— Start —

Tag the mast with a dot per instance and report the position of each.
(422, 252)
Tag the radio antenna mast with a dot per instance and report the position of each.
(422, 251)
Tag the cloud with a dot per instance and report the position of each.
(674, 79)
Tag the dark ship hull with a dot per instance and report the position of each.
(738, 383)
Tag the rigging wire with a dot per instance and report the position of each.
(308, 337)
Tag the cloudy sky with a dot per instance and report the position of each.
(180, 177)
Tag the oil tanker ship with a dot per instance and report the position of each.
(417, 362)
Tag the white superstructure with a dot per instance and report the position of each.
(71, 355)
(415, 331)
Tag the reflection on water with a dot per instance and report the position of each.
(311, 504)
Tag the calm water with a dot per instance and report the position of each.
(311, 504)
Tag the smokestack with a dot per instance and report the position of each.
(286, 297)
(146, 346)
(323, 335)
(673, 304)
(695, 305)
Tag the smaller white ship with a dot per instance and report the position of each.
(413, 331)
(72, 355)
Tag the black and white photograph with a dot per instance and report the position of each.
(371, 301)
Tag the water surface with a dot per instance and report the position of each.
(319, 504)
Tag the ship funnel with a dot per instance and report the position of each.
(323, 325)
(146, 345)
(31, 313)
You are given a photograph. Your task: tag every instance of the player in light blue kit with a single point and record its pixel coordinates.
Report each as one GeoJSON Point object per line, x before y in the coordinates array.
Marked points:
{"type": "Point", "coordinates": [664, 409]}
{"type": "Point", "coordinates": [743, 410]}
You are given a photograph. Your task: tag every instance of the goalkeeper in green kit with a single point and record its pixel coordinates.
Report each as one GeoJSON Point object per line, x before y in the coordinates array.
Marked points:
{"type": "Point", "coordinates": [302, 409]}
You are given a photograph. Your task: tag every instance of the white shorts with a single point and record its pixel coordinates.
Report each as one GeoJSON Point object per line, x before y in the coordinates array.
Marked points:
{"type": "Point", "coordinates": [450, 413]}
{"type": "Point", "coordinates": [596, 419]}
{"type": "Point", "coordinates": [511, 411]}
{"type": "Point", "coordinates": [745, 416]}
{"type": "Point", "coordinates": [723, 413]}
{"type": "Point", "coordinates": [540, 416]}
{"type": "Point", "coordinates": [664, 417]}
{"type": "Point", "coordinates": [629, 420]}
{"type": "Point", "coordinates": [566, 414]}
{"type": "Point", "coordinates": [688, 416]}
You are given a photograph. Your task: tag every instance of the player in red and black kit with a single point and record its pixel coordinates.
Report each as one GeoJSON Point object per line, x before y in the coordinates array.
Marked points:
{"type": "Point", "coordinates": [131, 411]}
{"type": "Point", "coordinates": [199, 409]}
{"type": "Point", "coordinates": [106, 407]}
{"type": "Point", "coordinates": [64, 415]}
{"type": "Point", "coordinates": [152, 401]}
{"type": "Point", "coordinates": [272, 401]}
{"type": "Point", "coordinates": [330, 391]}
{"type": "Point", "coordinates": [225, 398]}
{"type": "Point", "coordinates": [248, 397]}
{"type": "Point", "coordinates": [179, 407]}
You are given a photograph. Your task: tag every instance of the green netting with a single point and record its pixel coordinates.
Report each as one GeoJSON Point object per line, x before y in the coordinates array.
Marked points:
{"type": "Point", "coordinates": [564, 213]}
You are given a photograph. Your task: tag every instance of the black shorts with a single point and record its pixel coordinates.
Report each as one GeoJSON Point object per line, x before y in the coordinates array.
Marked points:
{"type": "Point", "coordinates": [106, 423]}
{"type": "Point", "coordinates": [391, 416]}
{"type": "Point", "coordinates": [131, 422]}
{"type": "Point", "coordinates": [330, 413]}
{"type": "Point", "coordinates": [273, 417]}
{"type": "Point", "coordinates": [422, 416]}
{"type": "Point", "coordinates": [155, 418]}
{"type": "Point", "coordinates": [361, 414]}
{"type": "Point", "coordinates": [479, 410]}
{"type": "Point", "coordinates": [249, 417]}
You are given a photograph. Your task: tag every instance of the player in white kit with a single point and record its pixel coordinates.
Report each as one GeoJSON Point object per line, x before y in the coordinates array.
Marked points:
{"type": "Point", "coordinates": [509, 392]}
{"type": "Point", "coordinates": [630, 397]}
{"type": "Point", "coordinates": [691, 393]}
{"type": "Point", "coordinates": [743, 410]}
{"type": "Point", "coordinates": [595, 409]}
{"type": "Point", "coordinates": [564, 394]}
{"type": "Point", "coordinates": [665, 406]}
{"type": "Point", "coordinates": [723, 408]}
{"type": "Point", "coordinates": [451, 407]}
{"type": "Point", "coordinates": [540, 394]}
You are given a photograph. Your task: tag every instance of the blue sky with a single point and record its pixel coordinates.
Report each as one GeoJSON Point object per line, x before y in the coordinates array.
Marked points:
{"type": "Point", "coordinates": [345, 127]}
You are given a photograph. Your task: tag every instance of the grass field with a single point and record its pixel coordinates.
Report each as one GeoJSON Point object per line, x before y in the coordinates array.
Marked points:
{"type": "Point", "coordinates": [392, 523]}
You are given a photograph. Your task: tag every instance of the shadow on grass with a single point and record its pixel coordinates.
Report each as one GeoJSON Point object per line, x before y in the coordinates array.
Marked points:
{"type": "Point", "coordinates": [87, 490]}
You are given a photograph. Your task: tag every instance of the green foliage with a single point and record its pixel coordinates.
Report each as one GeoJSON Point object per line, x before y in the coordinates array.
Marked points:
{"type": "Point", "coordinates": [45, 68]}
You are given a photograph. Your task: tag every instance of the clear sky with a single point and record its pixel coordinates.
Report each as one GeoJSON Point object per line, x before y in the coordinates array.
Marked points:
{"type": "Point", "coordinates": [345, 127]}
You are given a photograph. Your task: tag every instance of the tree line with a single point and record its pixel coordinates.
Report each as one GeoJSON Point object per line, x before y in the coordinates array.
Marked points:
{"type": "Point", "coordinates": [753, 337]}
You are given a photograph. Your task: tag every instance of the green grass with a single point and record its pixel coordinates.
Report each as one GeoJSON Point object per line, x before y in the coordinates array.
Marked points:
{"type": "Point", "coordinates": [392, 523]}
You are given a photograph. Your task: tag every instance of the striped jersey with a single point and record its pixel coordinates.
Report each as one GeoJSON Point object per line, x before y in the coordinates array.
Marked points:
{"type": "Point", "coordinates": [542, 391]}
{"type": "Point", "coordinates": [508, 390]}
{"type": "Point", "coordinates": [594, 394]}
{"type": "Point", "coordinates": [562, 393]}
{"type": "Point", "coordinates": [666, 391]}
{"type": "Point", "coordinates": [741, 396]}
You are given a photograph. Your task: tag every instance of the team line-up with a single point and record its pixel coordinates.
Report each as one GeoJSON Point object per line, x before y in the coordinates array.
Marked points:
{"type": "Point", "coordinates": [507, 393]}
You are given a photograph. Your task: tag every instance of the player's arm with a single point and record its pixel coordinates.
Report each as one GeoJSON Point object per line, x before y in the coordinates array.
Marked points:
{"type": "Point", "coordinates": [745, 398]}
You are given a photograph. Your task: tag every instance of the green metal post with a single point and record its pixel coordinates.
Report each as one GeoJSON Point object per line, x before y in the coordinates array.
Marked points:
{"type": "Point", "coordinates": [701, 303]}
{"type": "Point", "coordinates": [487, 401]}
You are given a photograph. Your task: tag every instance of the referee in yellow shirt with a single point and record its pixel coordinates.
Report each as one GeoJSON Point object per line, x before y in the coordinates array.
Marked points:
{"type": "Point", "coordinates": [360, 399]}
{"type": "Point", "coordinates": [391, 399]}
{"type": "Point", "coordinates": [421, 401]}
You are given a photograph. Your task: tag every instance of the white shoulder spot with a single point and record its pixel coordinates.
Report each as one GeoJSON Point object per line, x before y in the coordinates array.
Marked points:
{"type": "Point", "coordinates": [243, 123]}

— End —

■ WORK REQUIRED: Write out every record shown above, word for word.

■ CORRECT RESPONSE:
Tag the mast with a dot per instance and report the position of each.
(422, 252)
Tag the radio antenna mast with a dot per instance and report the position of each.
(422, 251)
Tag the cloud with a dot per instance and report the position of each.
(674, 79)
Tag the dark ship hull with a dot per instance and report the position of each.
(738, 383)
Tag the rigging wire with a dot per instance and report the position of each.
(308, 337)
Tag the cloudy sky with a dot per instance and report the position of each.
(180, 177)
Tag the oil tanker ship with a dot per instance and report the position of each.
(417, 362)
Tag the white superstructure with a dot per instance and report the position of each.
(71, 355)
(415, 331)
Tag the reflection on water with a dot per instance and report the position of each.
(311, 504)
Tag the calm water with a dot per instance and report the position of each.
(311, 504)
Tag the smokestack with a dot per instance and report the position of each.
(286, 297)
(146, 346)
(323, 335)
(673, 304)
(695, 305)
Tag the smaller white ship with a dot per instance and report the position of each.
(413, 331)
(72, 355)
Tag the black and white photograph with a dot per instance and report the position of each.
(371, 301)
Tag the water surface with a dot per instance and report the position of each.
(319, 504)
Tag the ship funnel with a dot per instance and report the position of each.
(323, 325)
(146, 345)
(31, 313)
You are given a photograph. Your task: tag every instance of the player in light blue kit with a single point and record its pixel coordinates.
Report each as one GeoJSON Point object per line, x before y in the coordinates array.
Marked points:
{"type": "Point", "coordinates": [664, 409]}
{"type": "Point", "coordinates": [743, 410]}
You are given a photograph. Your task: tag every instance of the goalkeeper in green kit with a single point and record its pixel coordinates.
Report each as one GeoJSON Point object per line, x before y in the coordinates array.
Marked points:
{"type": "Point", "coordinates": [302, 409]}
You are given a photograph. Your task: tag every instance of the white shorts with a single point and record its pixel coordinates.
Report each as one GeoJSON Point object per line, x before y in the coordinates array.
Marked points:
{"type": "Point", "coordinates": [450, 413]}
{"type": "Point", "coordinates": [596, 419]}
{"type": "Point", "coordinates": [511, 411]}
{"type": "Point", "coordinates": [745, 416]}
{"type": "Point", "coordinates": [723, 413]}
{"type": "Point", "coordinates": [540, 416]}
{"type": "Point", "coordinates": [664, 417]}
{"type": "Point", "coordinates": [629, 420]}
{"type": "Point", "coordinates": [566, 414]}
{"type": "Point", "coordinates": [688, 416]}
You are given a photograph. Your task: tag every instance of the player in red and black kit with a single point and record its pixel coordinates.
Report each as one GeoJSON Point object per line, x before y in the coordinates array.
Marked points:
{"type": "Point", "coordinates": [131, 411]}
{"type": "Point", "coordinates": [199, 409]}
{"type": "Point", "coordinates": [106, 407]}
{"type": "Point", "coordinates": [64, 415]}
{"type": "Point", "coordinates": [152, 401]}
{"type": "Point", "coordinates": [272, 401]}
{"type": "Point", "coordinates": [330, 391]}
{"type": "Point", "coordinates": [225, 398]}
{"type": "Point", "coordinates": [248, 397]}
{"type": "Point", "coordinates": [179, 407]}
You are given a photograph. Your task: tag every instance of the green netting with a single point and record its pixel coordinates.
Report each as one GeoJSON Point object per line, x before y in the coordinates array.
Marked points:
{"type": "Point", "coordinates": [564, 213]}
You are given a photograph. Your task: tag every instance of the black shorts with a single point and record its pixel coordinates.
Report each as one GeoJSON Point object per line, x before y in the coordinates array.
Marked points:
{"type": "Point", "coordinates": [106, 423]}
{"type": "Point", "coordinates": [391, 416]}
{"type": "Point", "coordinates": [131, 422]}
{"type": "Point", "coordinates": [330, 413]}
{"type": "Point", "coordinates": [273, 417]}
{"type": "Point", "coordinates": [422, 416]}
{"type": "Point", "coordinates": [155, 418]}
{"type": "Point", "coordinates": [361, 414]}
{"type": "Point", "coordinates": [479, 410]}
{"type": "Point", "coordinates": [249, 417]}
You are given a photograph. Your task: tag every instance of the player in white kit with a single point and record its pixel coordinates.
Report each as one GeoJSON Point object per line, x before y in the coordinates array.
Marked points:
{"type": "Point", "coordinates": [509, 392]}
{"type": "Point", "coordinates": [630, 397]}
{"type": "Point", "coordinates": [691, 393]}
{"type": "Point", "coordinates": [743, 410]}
{"type": "Point", "coordinates": [595, 409]}
{"type": "Point", "coordinates": [564, 394]}
{"type": "Point", "coordinates": [665, 406]}
{"type": "Point", "coordinates": [723, 408]}
{"type": "Point", "coordinates": [451, 407]}
{"type": "Point", "coordinates": [540, 394]}
You are given a photograph. Your task: tag every instance of the blue sky with a single point and record its pixel coordinates.
Report each as one GeoJSON Point object per line, x before y in the coordinates array.
Marked points:
{"type": "Point", "coordinates": [345, 127]}
You are given a photograph. Your task: tag every instance of the grass field with a single point and record its pixel coordinates.
Report each as one GeoJSON Point object per line, x before y in the coordinates array.
Marked points:
{"type": "Point", "coordinates": [392, 523]}
You are given a photograph. Your task: tag every instance of the shadow on grass with a single point and record its pixel coordinates.
Report each as one GeoJSON Point object per line, x before y in the coordinates array.
Marked points:
{"type": "Point", "coordinates": [87, 490]}
You are given a photograph. Your task: tag every instance of the green foliage with a single point and record its pixel coordinates.
Report each as one GeoJSON Point object per line, x before y in the coordinates array.
Marked points:
{"type": "Point", "coordinates": [45, 68]}
You are given a photograph. Your task: tag every instance of the clear sky with a single point and record its pixel coordinates.
Report each as one GeoJSON Point object per line, x before y in the coordinates array.
Marked points:
{"type": "Point", "coordinates": [345, 127]}
You are given a photograph. Your task: tag every instance of the tree line with a single point and record its pixel coordinates.
Report each as one GeoJSON Point object per line, x before y in the coordinates array.
Marked points:
{"type": "Point", "coordinates": [753, 337]}
You are given a photograph. Your task: tag every instance of the green grass with a single point and record its pixel coordinates.
Report each as one GeoJSON Point object per line, x before y in the coordinates array.
Marked points:
{"type": "Point", "coordinates": [392, 523]}
You are given a photograph. Your task: tag every instance of the striped jersey with a single point and record its pixel coordinates.
Report each as one GeoJSON Point object per line, x before y in the coordinates array.
Marked points:
{"type": "Point", "coordinates": [542, 391]}
{"type": "Point", "coordinates": [508, 390]}
{"type": "Point", "coordinates": [594, 394]}
{"type": "Point", "coordinates": [562, 393]}
{"type": "Point", "coordinates": [666, 391]}
{"type": "Point", "coordinates": [741, 396]}
You are given a photograph. Your task: tag every instance of the team line-up with a single point and record its pixel coordinates.
Report each as one GeoJSON Point object per line, x before y in the coordinates array.
Marked points:
{"type": "Point", "coordinates": [507, 393]}
You are given a photograph. Your task: tag every instance of the player's arm with a single point and record its pixel coordinates.
Report each as one GeoJSON Point object per line, x before y in the coordinates array.
Marked points:
{"type": "Point", "coordinates": [745, 398]}
You are given a photograph. Your task: tag every instance of the green metal post with a single point and record its pixel coordinates.
Report each as one GeoJSON Point object per line, x before y in the coordinates array.
Marked points:
{"type": "Point", "coordinates": [701, 303]}
{"type": "Point", "coordinates": [487, 401]}
You are given a photograph. Your task: tag every instance of the referee in yellow shirt with a single point and record its pixel coordinates.
Report each as one GeoJSON Point object per line, x before y in the coordinates array.
Marked points:
{"type": "Point", "coordinates": [360, 399]}
{"type": "Point", "coordinates": [391, 399]}
{"type": "Point", "coordinates": [421, 401]}
You are given a photograph. Your task: tag every instance of the white shoulder spot with a single point and record its pixel coordinates.
Report each as one GeoJSON Point object per line, x before y in the coordinates array.
Marked points:
{"type": "Point", "coordinates": [243, 123]}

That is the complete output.